(Extracted records)

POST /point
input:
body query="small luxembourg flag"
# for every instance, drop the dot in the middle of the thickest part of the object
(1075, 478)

---

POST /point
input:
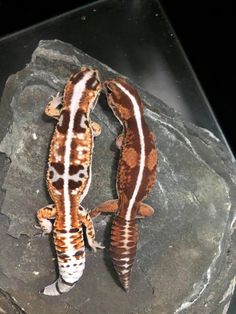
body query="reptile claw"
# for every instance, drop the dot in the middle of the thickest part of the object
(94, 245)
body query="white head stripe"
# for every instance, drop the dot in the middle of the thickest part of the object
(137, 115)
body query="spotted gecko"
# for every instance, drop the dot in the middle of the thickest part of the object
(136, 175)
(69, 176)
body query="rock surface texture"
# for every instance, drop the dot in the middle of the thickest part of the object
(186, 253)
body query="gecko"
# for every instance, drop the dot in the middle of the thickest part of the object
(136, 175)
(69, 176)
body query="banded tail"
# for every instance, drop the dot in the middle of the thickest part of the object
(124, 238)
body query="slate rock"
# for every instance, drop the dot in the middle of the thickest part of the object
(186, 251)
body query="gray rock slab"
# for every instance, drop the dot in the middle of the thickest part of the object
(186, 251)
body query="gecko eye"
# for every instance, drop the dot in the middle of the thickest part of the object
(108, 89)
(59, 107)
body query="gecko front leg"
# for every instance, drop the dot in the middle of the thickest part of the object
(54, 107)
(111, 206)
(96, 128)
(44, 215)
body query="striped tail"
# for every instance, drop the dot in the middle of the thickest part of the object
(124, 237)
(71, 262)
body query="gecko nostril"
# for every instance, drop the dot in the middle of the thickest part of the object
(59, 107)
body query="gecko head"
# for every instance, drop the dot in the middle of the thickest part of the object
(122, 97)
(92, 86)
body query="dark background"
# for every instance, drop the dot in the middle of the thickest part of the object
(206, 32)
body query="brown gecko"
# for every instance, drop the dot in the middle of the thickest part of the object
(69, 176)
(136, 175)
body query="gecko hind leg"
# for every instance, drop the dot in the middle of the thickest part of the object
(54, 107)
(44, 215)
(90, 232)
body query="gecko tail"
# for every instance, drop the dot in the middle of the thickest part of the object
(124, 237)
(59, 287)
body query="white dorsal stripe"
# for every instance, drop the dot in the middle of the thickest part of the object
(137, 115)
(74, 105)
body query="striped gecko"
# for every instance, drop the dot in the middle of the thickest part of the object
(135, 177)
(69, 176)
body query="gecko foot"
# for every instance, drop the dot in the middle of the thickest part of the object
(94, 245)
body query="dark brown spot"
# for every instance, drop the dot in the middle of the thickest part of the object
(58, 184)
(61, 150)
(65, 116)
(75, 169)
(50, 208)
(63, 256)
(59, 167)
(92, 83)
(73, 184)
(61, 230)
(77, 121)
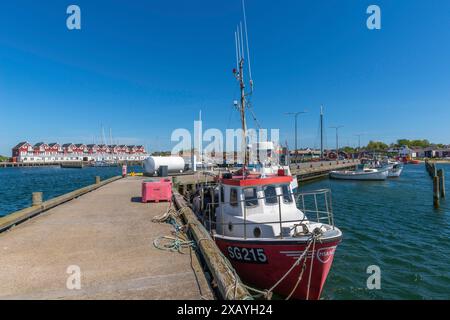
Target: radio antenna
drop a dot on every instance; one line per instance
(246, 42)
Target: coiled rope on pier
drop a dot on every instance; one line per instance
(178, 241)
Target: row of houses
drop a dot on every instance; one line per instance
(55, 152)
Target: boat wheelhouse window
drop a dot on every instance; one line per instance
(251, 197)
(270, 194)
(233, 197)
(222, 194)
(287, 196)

*Exercise aim*.
In the records above, some lines hold the word "rock"; copy each such line.

*Task solution*.
body query="rock surface texture"
body query="slate rock"
body query="gray rock slab"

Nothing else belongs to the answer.